== Segment start ==

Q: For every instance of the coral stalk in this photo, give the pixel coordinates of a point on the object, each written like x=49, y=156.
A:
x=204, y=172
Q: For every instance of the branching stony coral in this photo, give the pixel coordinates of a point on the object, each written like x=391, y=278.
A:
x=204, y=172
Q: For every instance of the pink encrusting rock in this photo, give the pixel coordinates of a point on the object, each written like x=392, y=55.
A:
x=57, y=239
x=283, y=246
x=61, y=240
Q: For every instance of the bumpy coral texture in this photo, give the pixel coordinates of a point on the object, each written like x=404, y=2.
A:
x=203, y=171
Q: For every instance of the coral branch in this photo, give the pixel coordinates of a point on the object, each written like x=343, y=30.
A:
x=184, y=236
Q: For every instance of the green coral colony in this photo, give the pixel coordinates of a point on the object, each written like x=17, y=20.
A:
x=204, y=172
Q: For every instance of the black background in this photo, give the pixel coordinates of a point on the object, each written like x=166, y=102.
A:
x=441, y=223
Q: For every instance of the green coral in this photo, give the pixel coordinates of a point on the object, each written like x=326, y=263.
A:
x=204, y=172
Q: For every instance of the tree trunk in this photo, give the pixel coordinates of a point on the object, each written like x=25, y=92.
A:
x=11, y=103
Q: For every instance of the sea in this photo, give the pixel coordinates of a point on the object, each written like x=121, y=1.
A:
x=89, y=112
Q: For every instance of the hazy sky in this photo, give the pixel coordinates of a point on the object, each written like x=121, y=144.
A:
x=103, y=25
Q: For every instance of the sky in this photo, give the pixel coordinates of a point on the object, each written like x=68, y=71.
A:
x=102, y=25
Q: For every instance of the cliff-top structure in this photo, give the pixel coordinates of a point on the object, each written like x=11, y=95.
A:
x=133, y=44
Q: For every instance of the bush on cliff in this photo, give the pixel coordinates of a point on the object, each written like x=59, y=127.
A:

== Segment end ==

◆ Problem details:
Check each line above for the string "green" and return those that contain it.

◆ Task result:
Q: For every instance of the green coral colony in this photo, give the pixel coordinates of a point on the object, each written like x=17, y=20.
Q: For every instance of the green coral in this photo, give the pixel coordinates of a point on the object, each written like x=326, y=263.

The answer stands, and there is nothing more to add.